Render every line of the items below as a numbered list, skipping blank lines. Leave the pictures out of your answer.

━━━ Dataset excerpts

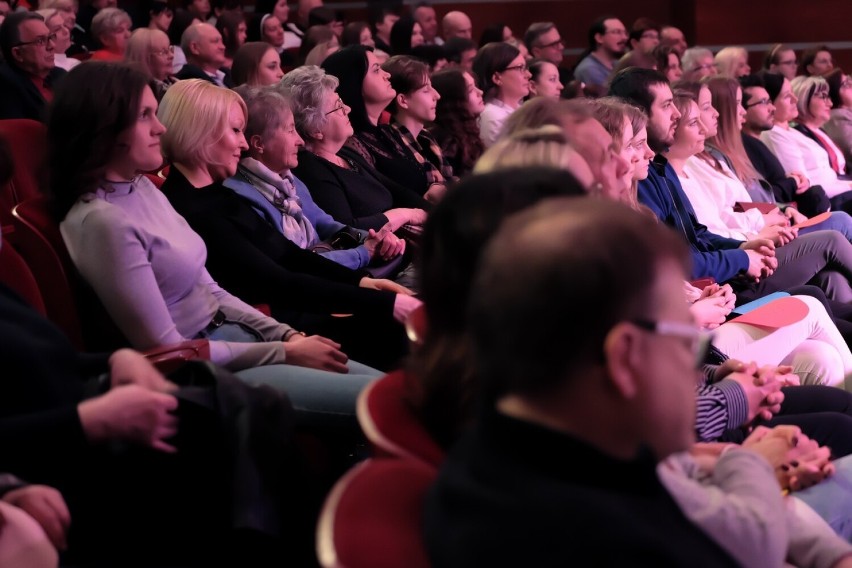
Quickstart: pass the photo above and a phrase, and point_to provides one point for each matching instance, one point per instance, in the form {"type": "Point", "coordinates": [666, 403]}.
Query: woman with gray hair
{"type": "Point", "coordinates": [349, 189]}
{"type": "Point", "coordinates": [805, 147]}
{"type": "Point", "coordinates": [111, 27]}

━━━━━━

• In response:
1. Quickstart: pass the photo above and a phrase, and point_to provides one point for each matching instance, one point per instance, in the form {"type": "Point", "coordinates": [666, 403]}.
2. Query: woman with gray hair
3. {"type": "Point", "coordinates": [349, 189]}
4. {"type": "Point", "coordinates": [805, 147]}
5. {"type": "Point", "coordinates": [111, 27]}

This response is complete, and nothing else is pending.